━━ Page excerpt ━━

Washington City Paper’s Jason Cherkis says “the numbers are brutal.” More than one in three residents of Wards 7 and 8 live in poverty, as do 29 percent of children citywide. Meanwhile, Washington Business Journal notes that 29 area ZIP codes are on Forbes magazine’s list of the nation’s 500 Most Expensive.
* There’s good news for Democrats -- who could use some -- in Maryland, where a Washington Post poll shows Gov. Martin O’Malley opening “a significant lead” over the man he beat in 2006, Bob Ehrlich. O’Malley has an 11-point lead among likely voters, 52 percent to 41 percent. Ehrlich of course “has the support of almost every GOP voter in the state,” and he is also “winning independents by a wide margin.” But that might not be enough in a solidly Democratic state. Other recent polls have also shown O’Malley ahead, though by slimmer margins.
President Obama will hit the state for O’Malley next week -- it’s not like it’s a long trip -- and it could be a help. Obama took 62 percent of the Maryland vote in 2008, and though his popularity is down nationally, the Post poll shows Obama’s approval rating at 61 percent in the state. The Examiner quotes Nathan Gonzales of the Rothenberg Political Report saying, “I think Maryland is one place where President Obama can have a positive impact for Democrats.”
Ehrlich is trying to close the gap by pressing the issue of the removal of a pessimistic jobs report from a state website. E-mails released by the Ehrlich camp Tuesday show state labor secretary Alex Sanchez and advisors “congratulating each other on damage control, working to post a more optimistic document and discussing how to handle a reporter’s inquiries,” TBD reports. Maryland GOP chair Audrey Scott called on Sanchez to resign, but an O’Malley spokesman dismissed the notion.
* “If nominated, I will not run… well, maybe I will.” Scott Rolle filed to run for Frederick’s District 3A seat in Maryland’s House of Delegates, but stopped campaigning in July, after it was too late to have his name taken off the ballot, because an ongoing role in a History Channel television series was taking up his time. He won the Sept. 14 Republican primary anyway -- by nine votes -- and, the Frederick News-Post reports, now says he will “humbly accept the will of the voters” and resume his campaign.

━━━
━━ Input data ━━

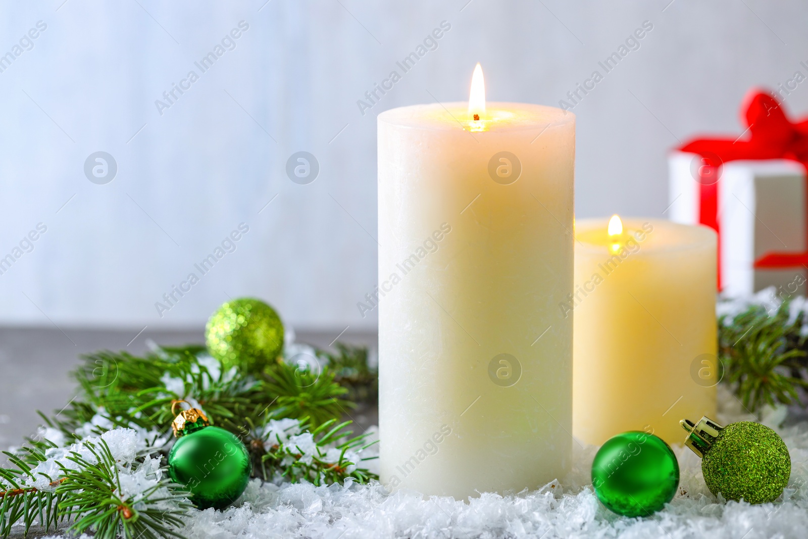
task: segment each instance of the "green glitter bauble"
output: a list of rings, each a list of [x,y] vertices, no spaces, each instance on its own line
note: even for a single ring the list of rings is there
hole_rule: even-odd
[[[225,368],[263,370],[284,347],[284,325],[275,310],[260,300],[242,297],[213,313],[205,326],[211,356]]]
[[[191,500],[200,509],[222,509],[236,501],[251,471],[244,444],[218,427],[186,434],[168,453],[169,475],[191,491]]]
[[[598,499],[624,516],[646,516],[673,499],[679,486],[676,456],[662,438],[630,431],[606,440],[592,462]]]
[[[733,423],[718,432],[701,460],[709,491],[750,503],[773,502],[791,475],[789,448],[768,427]]]

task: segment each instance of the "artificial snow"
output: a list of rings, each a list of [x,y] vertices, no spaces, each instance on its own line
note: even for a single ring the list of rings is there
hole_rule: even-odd
[[[729,392],[722,391],[719,400],[717,419],[748,419]],[[284,432],[288,427],[278,424],[274,430]],[[314,486],[254,479],[235,507],[192,510],[188,527],[181,533],[189,539],[805,537],[808,423],[778,432],[790,450],[792,468],[781,501],[775,503],[750,505],[713,496],[705,485],[701,460],[689,449],[675,447],[681,479],[673,500],[650,517],[619,516],[604,507],[592,491],[590,470],[597,448],[574,444],[573,470],[560,481],[529,491],[481,494],[465,500],[407,491],[389,494],[377,482]]]

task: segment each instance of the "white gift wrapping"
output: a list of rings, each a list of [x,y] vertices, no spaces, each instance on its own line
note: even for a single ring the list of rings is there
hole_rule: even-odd
[[[701,156],[673,152],[667,213],[671,221],[699,223]],[[748,296],[769,286],[781,297],[805,294],[806,269],[755,268],[772,252],[806,251],[806,171],[787,159],[732,161],[718,174],[719,272],[722,292]]]

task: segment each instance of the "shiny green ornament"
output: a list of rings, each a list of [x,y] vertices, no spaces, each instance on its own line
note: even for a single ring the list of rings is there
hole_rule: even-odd
[[[178,437],[168,453],[171,479],[185,486],[200,509],[222,509],[236,501],[252,471],[244,444],[232,432],[211,427],[196,408],[181,411],[171,427]]]
[[[662,438],[629,431],[606,440],[592,462],[600,503],[624,516],[647,516],[673,499],[679,487],[676,456]]]
[[[768,427],[751,421],[722,427],[708,417],[680,424],[688,432],[685,445],[701,457],[705,482],[713,495],[766,503],[777,499],[789,484],[789,448]]]
[[[205,326],[211,356],[225,368],[259,373],[284,347],[284,325],[275,310],[260,300],[242,297],[225,303]]]

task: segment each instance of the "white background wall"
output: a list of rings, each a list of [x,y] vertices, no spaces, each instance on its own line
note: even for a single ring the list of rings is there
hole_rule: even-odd
[[[466,99],[476,61],[489,99],[558,106],[646,20],[640,48],[574,109],[576,212],[660,216],[668,149],[740,133],[747,89],[808,75],[804,2],[4,2],[0,54],[48,27],[0,73],[0,256],[48,231],[0,276],[0,323],[196,326],[255,295],[299,327],[372,329],[356,302],[376,283],[376,115]],[[242,20],[236,48],[161,116],[155,99]],[[361,115],[356,100],[443,20],[438,48]],[[119,167],[106,185],[83,173],[98,150]],[[320,162],[309,185],[284,172],[298,150]],[[158,316],[240,222],[237,251]]]

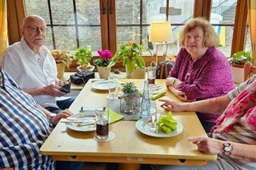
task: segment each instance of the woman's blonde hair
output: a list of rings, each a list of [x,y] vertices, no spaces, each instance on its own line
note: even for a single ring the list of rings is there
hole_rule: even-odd
[[[195,18],[186,23],[180,33],[179,43],[185,45],[186,34],[196,27],[200,27],[204,34],[203,45],[206,47],[217,46],[219,43],[218,34],[210,22],[202,18]]]

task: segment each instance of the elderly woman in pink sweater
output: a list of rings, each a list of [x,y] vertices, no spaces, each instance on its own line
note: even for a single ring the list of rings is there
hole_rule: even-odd
[[[207,20],[197,18],[180,34],[182,47],[166,79],[166,87],[180,100],[200,101],[223,96],[234,89],[230,65],[216,46],[218,38]],[[206,132],[218,115],[198,117]]]

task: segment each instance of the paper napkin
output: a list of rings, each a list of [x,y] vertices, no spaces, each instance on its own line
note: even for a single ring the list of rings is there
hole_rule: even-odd
[[[157,94],[154,94],[152,96],[152,100],[154,101],[154,100],[157,100],[158,98],[160,98],[161,97],[163,97],[166,95],[166,92],[162,92],[162,93],[157,93]]]
[[[110,112],[109,113],[110,113],[110,124],[124,118],[124,117],[122,115],[115,113],[114,110],[112,110],[110,108],[106,108],[105,114],[107,114],[108,111]]]

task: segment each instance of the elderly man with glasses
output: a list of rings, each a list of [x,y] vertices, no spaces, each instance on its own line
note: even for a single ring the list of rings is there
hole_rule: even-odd
[[[56,101],[56,97],[66,94],[60,89],[68,82],[57,78],[55,61],[44,45],[46,22],[38,15],[28,16],[20,31],[21,42],[10,45],[3,54],[2,69],[49,111],[58,113],[68,109],[74,97]]]

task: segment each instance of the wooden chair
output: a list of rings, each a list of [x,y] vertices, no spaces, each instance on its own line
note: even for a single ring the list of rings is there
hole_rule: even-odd
[[[244,81],[250,77],[250,73],[256,73],[256,66],[253,66],[250,62],[246,62],[244,65]]]

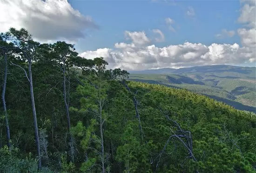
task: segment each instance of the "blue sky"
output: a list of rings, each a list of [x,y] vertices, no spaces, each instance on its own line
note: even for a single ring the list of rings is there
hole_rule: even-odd
[[[154,43],[158,47],[182,44],[186,40],[209,45],[212,43],[240,44],[237,34],[224,39],[215,35],[225,28],[236,30],[238,0],[186,0],[171,2],[150,0],[69,0],[72,7],[85,15],[89,15],[100,29],[90,32],[85,39],[77,44],[80,51],[98,48],[113,47],[116,42],[124,40],[124,32],[144,31],[149,35],[153,29],[159,29],[165,34],[165,40]],[[189,7],[192,7],[195,16],[186,15]],[[164,19],[175,20],[174,27],[177,32],[169,31]]]
[[[255,67],[256,13],[255,0],[6,0],[0,32],[74,43],[108,68]]]

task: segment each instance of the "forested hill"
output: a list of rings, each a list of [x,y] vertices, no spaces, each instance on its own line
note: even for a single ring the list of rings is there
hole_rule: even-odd
[[[128,81],[24,29],[2,35],[0,55],[0,173],[256,172],[254,113]]]
[[[256,67],[215,65],[131,71],[131,80],[188,89],[256,113]]]

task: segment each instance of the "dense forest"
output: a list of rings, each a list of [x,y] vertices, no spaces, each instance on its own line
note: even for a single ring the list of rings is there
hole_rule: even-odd
[[[0,37],[0,173],[254,173],[256,116],[128,81],[25,29]]]

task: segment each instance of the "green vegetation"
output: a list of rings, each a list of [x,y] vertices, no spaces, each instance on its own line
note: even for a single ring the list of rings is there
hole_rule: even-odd
[[[1,173],[256,172],[252,113],[128,81],[103,58],[40,44],[23,29],[2,34],[0,51]]]
[[[239,73],[225,71],[231,68],[228,66],[225,67],[225,68],[221,68],[222,70],[221,73],[203,72],[202,70],[201,72],[191,72],[193,67],[188,68],[190,69],[189,72],[187,72],[188,70],[185,70],[186,68],[181,69],[185,72],[178,71],[179,74],[152,74],[151,73],[154,71],[150,73],[147,71],[145,73],[148,73],[148,74],[132,73],[129,80],[186,89],[224,102],[236,109],[256,113],[256,68],[234,67],[240,72]],[[194,68],[196,69],[197,67],[198,67]],[[209,69],[209,67],[207,68],[208,70],[210,70]],[[215,69],[214,66],[211,67],[212,71],[220,70],[218,69],[217,68]],[[178,70],[180,69],[176,70]],[[243,70],[249,72],[245,73]],[[172,70],[172,73],[175,72]]]

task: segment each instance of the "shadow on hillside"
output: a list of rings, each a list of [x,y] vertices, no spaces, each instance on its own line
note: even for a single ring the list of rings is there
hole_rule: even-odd
[[[243,104],[235,101],[230,100],[228,99],[222,98],[221,97],[216,97],[214,95],[207,94],[203,95],[209,97],[209,98],[211,98],[214,100],[216,100],[217,101],[224,102],[227,104],[234,107],[235,109],[242,110],[245,110],[249,112],[253,112],[254,113],[256,113],[256,107],[250,106],[249,106],[243,105]]]
[[[169,84],[164,84],[161,82],[158,82],[155,80],[141,80],[141,79],[129,79],[129,81],[134,81],[135,82],[143,82],[143,83],[148,83],[150,84],[159,84],[161,85],[162,85],[165,86],[167,87],[170,87],[171,88],[175,88],[175,89],[183,89],[182,87],[174,86],[173,85],[169,85]]]
[[[189,84],[195,84],[205,85],[204,83],[202,81],[195,81],[192,78],[189,78],[186,76],[179,76],[179,78],[175,79],[170,76],[166,76],[166,78],[168,80],[169,82],[175,84],[182,84],[186,83]]]
[[[213,75],[213,74],[208,75],[206,75],[205,76],[214,77],[216,77],[216,78],[222,78],[222,79],[237,79],[237,78],[240,78],[238,77],[234,77],[234,76],[216,76],[216,75]]]
[[[160,82],[158,82],[158,81],[156,80],[142,80],[142,79],[129,79],[129,80],[131,81],[134,81],[135,82],[145,82],[145,83],[148,83],[150,84],[161,84],[162,85],[162,84]]]
[[[243,94],[250,92],[247,89],[247,87],[243,86],[237,86],[232,90],[231,93],[236,95]]]

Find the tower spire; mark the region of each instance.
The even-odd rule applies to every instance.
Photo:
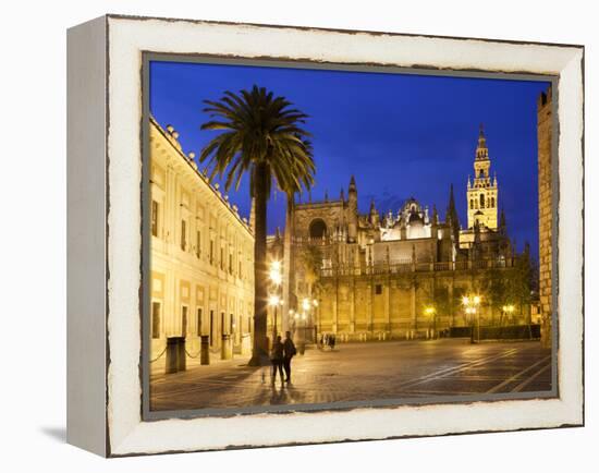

━━━

## Exercise objective
Please give the number of votes by which Scott Rolle won the Sept. 14 Republican primary, according to the page excerpt.

## Exercise result
Nine votes.